Dataset entries.
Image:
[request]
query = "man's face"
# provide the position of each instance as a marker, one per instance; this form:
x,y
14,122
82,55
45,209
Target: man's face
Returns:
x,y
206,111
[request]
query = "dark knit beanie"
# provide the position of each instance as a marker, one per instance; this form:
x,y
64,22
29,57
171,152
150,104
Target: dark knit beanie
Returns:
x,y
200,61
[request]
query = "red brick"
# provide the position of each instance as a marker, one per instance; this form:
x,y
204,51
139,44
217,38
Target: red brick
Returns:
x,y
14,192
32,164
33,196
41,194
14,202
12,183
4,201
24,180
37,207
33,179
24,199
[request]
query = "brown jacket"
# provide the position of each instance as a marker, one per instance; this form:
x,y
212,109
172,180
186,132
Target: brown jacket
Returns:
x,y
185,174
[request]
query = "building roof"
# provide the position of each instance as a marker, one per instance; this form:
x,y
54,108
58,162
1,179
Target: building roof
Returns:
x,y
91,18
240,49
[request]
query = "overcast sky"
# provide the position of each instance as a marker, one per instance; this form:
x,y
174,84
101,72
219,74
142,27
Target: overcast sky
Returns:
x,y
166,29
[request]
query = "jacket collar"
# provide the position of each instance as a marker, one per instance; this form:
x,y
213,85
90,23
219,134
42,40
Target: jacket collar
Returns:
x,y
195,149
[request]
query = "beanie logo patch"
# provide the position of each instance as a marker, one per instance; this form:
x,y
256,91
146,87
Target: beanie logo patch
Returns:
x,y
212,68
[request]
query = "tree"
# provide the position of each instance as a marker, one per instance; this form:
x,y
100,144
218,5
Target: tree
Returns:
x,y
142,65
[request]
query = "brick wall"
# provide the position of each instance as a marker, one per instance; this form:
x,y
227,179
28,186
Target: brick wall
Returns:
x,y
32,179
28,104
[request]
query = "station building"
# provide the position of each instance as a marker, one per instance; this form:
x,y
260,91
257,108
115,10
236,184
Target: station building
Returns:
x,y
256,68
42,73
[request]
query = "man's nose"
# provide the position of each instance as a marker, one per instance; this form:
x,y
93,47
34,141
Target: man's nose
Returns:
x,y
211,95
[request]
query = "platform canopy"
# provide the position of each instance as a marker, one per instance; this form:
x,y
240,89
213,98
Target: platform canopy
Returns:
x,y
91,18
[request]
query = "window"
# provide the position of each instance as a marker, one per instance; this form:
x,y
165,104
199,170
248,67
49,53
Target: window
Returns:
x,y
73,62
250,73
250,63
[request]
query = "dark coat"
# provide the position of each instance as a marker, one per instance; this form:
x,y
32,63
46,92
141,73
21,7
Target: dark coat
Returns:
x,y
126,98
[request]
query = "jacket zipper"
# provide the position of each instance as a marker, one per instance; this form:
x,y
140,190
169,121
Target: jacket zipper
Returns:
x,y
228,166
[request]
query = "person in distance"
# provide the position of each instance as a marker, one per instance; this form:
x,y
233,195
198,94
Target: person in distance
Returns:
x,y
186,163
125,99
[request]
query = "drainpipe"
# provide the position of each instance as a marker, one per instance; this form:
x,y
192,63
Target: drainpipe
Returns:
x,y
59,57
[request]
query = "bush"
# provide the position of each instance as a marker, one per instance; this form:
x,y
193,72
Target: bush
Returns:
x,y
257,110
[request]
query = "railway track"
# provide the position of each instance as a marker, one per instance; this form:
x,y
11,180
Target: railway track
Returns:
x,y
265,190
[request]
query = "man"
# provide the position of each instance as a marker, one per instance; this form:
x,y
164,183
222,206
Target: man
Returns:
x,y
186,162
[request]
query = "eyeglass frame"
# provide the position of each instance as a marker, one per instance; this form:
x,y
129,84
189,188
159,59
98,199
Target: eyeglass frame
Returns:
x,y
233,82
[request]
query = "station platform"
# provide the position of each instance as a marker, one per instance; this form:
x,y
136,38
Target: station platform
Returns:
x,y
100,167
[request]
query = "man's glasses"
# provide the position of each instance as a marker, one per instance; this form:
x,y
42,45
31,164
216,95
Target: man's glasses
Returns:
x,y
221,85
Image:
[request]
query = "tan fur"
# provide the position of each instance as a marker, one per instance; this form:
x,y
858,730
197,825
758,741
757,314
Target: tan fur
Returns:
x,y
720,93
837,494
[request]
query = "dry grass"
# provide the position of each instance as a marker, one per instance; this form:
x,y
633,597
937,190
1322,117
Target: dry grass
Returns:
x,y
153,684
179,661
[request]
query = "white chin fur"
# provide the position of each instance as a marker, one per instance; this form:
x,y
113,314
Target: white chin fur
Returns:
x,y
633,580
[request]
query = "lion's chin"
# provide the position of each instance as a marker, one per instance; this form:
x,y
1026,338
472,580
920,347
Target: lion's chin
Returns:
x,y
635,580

EXERCISE AIM.
A complete, exact transcription of the data above is required.

EXERCISE ANSWER.
Image:
[request]
query = "man's face"
# provide the position of each instance as a marker, one per instance; this form:
x,y
14,122
82,55
45,209
Target: man's face
Returns:
x,y
206,111
[request]
query = "dark knit beanie"
# provide the position of each instance as a marker, one per instance; this form:
x,y
64,22
29,57
171,152
150,104
Target: dark knit beanie
Returns:
x,y
200,61
[request]
query = "red brick"
# provide the position of each instance as a marker, one per instance; this form:
x,y
204,51
139,44
217,38
Target: red brick
Returns:
x,y
14,192
32,164
33,196
41,194
14,202
12,183
4,201
24,180
37,207
33,179
24,199
[request]
query = "brown jacket"
# provide the position of each instance as a marker, one per instance; this form:
x,y
212,109
172,180
186,132
Target: brown jacket
Returns:
x,y
185,174
[request]
query = "building roof"
# provide the position of each instance as a marker, one per instance; this form:
x,y
54,108
58,162
1,179
Target: building roof
Returns:
x,y
91,18
240,49
[request]
query = "overcast sky"
# provide the position of each instance as a marker, one per instance; this form:
x,y
174,84
101,72
219,74
142,27
Target: overcast sky
Returns:
x,y
166,29
[request]
query = "jacket collar"
# provide the position of each instance as a marker, one per instance; this form:
x,y
213,85
90,23
219,134
42,40
Target: jacket collar
Returns:
x,y
195,149
[request]
query = "beanie logo patch"
# provide the position of each instance as a marker, one per instance; this form:
x,y
256,91
146,87
Target: beanie logo patch
Returns:
x,y
212,68
[request]
query = "tree"
# provide the position of each instance as a marker, one per instance; this form:
x,y
100,144
218,5
Target: tree
Returns:
x,y
142,65
[request]
query = "brick wall"
# provide the position of each instance as a marker, one per instance; this form:
x,y
227,179
28,186
Target: brick wall
Returns:
x,y
32,179
28,104
[request]
query = "station building"
# provide the position of each instance as a marker, one per instance; this form:
x,y
260,91
257,108
115,10
236,184
Target: station building
Returns:
x,y
256,68
42,73
[request]
query = "man's nose"
# provide the position of each instance as a marker, one per instance; this form:
x,y
93,47
34,141
Target: man's nose
Returns:
x,y
211,95
[request]
query = "platform canopy"
# provide the position of each instance as a marker, one per instance; this form:
x,y
240,89
213,98
Target: platform canopy
Returns:
x,y
91,18
[request]
query = "window"
# provide the position of each instance as a marker, one per instance; this form:
x,y
165,104
199,170
248,67
49,53
Target: window
Returns:
x,y
73,62
250,73
250,63
[request]
query = "dark coat"
# provide the position of each instance as a marker, one per instance; this form:
x,y
32,63
46,92
141,73
21,7
Target: dark coat
Returns:
x,y
126,98
[request]
query = "jacket zipper"
# provide the position of each instance as a marker, one per instance; this form:
x,y
140,190
169,121
Target: jacket zipper
Returns:
x,y
228,166
[request]
query = "person in distance"
# provide the position of each instance as a marker, one per instance; this form:
x,y
233,195
198,94
Target: person in distance
Returns:
x,y
186,163
125,99
[request]
query = "drainpipe"
# provide the position of each instance as a marker, one per instance; this form:
x,y
192,63
Target: drainpipe
Returns:
x,y
59,57
[request]
query = "bush"
# provide the position of each instance as a marker, one per instance; this form:
x,y
193,72
Target: bush
Returns:
x,y
257,110
[request]
query = "railway track"
# provide the position of each instance as a marker, one per instance; this form:
x,y
11,180
Target: railway track
Returns:
x,y
265,190
[request]
query = "man"
# provide the position of each instance as a marker, one per instance; this form:
x,y
164,183
222,206
Target: man
Returns:
x,y
186,162
[request]
query = "eyeglass frame"
# provide the position of each instance as a marker, one per instance; this form:
x,y
129,84
189,188
159,59
98,199
Target: eyeglass frame
Returns:
x,y
233,82
[request]
query = "station platform"
# provide the position of each instance as a marker, one per instance; this form:
x,y
136,38
Target: station platform
Returns:
x,y
100,167
[request]
query = "man's glasses"
# provide the position of each instance as a marker, one per instance; this form:
x,y
42,45
31,164
216,95
Target: man's glasses
Returns:
x,y
221,85
Image:
[request]
query = "tan fur"
# provide the position of each instance as a marker, one per instance; this form:
x,y
858,730
197,825
758,741
757,314
Target: tan fur
Returns:
x,y
720,93
837,494
[request]
query = "dry grass"
# provide the position of each instance as a marker, one per instance; this form:
x,y
633,597
937,190
1322,117
Target: dry grass
Returns:
x,y
153,684
179,661
[request]
query = "white chin fur"
# provide the position of each instance as a marker, one per instance; this form:
x,y
113,314
Target: white chin fur
Returns:
x,y
633,580
[request]
query = "lion's chin"
# provide the position of each instance as a marker, one per instance; this form:
x,y
1026,338
472,580
920,347
Target: lion's chin
Returns:
x,y
635,580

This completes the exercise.